**Source extract**
Saturday, January 28, 2012

Saturday Night Retro

It's Saturday night, the dishes are done, the kids are in bed, time to harken back to my teen years.  This was retro even then, but it was at the top of my hit parade.


I'm calling it a night early tonight, so I'll leave you with this gem.

Friday, January 27, 2012

Why Are We Normal?

On the heels of my last post about attempting to keep creepy, neurosis inducing images out of my kids' heads, Rachel found this gem


How did any child of the 60's turn out ok, with that soul sucking monstrosity showing up during the Saturday morning cartoon time?  That's the stuff of nightmares, right there.

Wednesday, January 25, 2012

Scaring (or Scarring) Kids

(warning: this posts contains images or links which may be disturbing to some.  consider  yourself warned.)

As a homeschool mom, I have the ability to shield my kids from a lot of information and images.  In addition, we have very limited television in our house, so unless it's Rick Steves Europe or Bill Nye the Science Guy, my kids don't watch much that I haven't previewed and approved.  My older two haven't even seen The Lord of the Rings movies yet, despite having read the books, because of a few scenes with orcs and uruk hai that I think are too disturbing.

 
a mild example


I will admit that I might have gone further than necessary in hoping to prevent psychological scarring.  Having a Bachelor's degree in psychology means you read too many case studies of people who were emotionally unstable as adults, perhaps due to influences in childhood.  I think I spend more time than necessary worrying about that.

My kids are not without knowledge of evil.  The older two know the facts about the holocaust, and other historical atrocities, because that is important to understand when forming a world view.  We've visited the Holocaust Memorial in Boston and the Oklahoma City Memorial, and talked about the heinousness of the crimes that led to those events in history.

**Given information**

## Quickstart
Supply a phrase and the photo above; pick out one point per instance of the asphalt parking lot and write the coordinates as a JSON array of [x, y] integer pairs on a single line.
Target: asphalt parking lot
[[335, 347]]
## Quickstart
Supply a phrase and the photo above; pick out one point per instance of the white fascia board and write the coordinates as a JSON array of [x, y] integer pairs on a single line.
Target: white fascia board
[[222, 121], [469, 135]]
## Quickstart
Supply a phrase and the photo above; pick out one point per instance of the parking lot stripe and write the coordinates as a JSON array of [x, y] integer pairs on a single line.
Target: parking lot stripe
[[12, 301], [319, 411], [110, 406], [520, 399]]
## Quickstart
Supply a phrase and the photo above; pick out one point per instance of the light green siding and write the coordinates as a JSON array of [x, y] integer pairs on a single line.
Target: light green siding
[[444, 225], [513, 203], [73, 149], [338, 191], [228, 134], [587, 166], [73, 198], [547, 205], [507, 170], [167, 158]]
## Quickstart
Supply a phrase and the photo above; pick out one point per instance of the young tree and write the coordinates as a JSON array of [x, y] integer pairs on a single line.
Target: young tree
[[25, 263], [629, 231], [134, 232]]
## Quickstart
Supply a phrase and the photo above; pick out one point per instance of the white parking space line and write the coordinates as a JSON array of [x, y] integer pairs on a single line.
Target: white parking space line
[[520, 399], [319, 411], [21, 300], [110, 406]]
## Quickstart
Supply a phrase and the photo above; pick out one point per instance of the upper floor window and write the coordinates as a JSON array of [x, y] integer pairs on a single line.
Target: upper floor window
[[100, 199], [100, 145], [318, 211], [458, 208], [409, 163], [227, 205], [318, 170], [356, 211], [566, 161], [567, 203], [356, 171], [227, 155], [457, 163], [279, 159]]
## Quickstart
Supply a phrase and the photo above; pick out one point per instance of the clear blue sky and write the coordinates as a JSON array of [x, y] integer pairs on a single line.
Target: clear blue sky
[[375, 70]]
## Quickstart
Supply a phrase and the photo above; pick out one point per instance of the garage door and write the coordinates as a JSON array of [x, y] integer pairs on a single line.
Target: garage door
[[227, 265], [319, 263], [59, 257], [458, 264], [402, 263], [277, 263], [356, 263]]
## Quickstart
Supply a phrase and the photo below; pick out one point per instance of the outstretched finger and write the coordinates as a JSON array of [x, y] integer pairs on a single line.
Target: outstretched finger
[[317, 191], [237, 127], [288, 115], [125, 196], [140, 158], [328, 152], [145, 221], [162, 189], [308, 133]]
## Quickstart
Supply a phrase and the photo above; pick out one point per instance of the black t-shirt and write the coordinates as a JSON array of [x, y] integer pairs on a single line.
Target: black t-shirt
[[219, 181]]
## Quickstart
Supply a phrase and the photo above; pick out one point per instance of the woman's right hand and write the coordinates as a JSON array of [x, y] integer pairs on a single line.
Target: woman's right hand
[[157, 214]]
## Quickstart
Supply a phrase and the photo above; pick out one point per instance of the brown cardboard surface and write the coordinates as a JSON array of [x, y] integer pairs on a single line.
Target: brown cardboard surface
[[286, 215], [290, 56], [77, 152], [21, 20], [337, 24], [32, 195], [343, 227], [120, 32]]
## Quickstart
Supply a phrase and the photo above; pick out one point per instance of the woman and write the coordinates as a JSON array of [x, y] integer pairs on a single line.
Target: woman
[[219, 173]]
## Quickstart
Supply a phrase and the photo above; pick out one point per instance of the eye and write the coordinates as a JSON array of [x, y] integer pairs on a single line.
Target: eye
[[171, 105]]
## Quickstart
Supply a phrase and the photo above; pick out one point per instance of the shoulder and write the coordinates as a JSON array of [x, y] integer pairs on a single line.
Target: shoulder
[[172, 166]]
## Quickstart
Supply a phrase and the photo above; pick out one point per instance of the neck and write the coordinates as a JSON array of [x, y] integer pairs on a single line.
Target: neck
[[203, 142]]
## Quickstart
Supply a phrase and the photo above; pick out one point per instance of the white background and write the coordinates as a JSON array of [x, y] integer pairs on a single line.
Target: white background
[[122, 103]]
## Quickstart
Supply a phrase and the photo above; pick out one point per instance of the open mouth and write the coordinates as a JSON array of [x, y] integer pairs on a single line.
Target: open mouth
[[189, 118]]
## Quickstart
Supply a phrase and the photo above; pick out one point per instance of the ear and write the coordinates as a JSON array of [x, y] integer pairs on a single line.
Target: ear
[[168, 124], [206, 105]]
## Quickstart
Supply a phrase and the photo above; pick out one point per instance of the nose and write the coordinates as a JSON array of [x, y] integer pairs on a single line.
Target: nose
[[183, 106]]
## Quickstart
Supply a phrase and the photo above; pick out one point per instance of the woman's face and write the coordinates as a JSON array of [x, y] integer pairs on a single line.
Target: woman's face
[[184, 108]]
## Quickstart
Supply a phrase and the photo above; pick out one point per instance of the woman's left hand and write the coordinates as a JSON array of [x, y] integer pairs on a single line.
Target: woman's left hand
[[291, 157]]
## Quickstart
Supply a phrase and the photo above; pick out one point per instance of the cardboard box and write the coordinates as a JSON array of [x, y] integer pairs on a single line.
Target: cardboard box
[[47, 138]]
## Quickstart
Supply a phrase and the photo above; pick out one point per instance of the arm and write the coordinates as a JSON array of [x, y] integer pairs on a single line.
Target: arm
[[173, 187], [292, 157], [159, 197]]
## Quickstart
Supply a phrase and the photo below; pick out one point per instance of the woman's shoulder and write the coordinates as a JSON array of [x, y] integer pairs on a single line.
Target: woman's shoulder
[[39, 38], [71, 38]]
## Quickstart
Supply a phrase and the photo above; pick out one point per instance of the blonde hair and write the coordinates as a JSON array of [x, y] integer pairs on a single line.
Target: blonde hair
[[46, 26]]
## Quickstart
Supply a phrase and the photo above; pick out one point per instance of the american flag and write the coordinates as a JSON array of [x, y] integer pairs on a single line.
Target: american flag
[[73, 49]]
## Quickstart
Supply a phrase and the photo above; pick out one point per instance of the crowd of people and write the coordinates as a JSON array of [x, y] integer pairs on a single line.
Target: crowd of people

**What you need to do**
1. According to the blog posts, which two memorials has the writer's family visited?
2. From the blog posts, write out the passage that opens with the words containing "Friday, January 27, 2012" and closes with "consider  yourself warned.)".
3. Resume the blog posts on shielding kids from disturbing images, continuing on from their final sentence.

**The results**
1. The Holocaust Memorial in Boston and the Oklahoma City Memorial.

2.
Friday, January 27, 2012

Why Are We Normal?

On the heels of my last post about attempting to keep creepy, neurosis inducing images out of my kids' heads, Rachel found this gem


How did any child of the 60's turn out ok, with that soul sucking monstrosity showing up during the Saturday morning cartoon time?  That's the stuff of nightmares, right there.

Wednesday, January 25, 2012

Scaring (or Scarring) Kids

(warning: this posts contains images or links which may be disturbing to some.  consider  yourself warned.)

3.
That having been said, I have been very careful to shield them from artificial evil.  Horror movies, cop shows, and fictional books that involve twisted characters or events are not allowed.  Same for books about dying siblings (the 70's were a big decade for dying sibling books.)  Any disturbing images that turn up in my Facebook feed are hidden, to ensure that the kids don't see them.  I am really overly paranoid that my kids will have psychological problems later in life, due to one disturbing image that I allowed to contact their optic nerves prior to adolescence.

Silly.

Or is it?

Enter

Just when I had almost convinced myself that my older kids were sufficiently loved, educated, and emotionally stable to handle the world, I found a website that assures me that something as simple as a Sesame Street short can scar a kid for life.  Nothing is guaranteed innocuous.  Even an anti-smoking PSA can linger in a kid's psyche for decades.  Great.  Do we have to move to a cave?

Saturday, January 21, 2012

Saturday Night Retro

Saturday night.  Time to sit back, relax, and remember some of the great music from the past.  Etta James passed away this week, so it's fitting that we enjoy her amazing gift.



And when I was a kid, several of my friends' moms had these lamps.  I loved to watch them then, and now I think they are totally boss.  I want one!  (my poor husband is mortified at the thought)


What item from your childhood would you love to get your hands on now?  Leave a comment with a link if you can find one, if not, a description will do.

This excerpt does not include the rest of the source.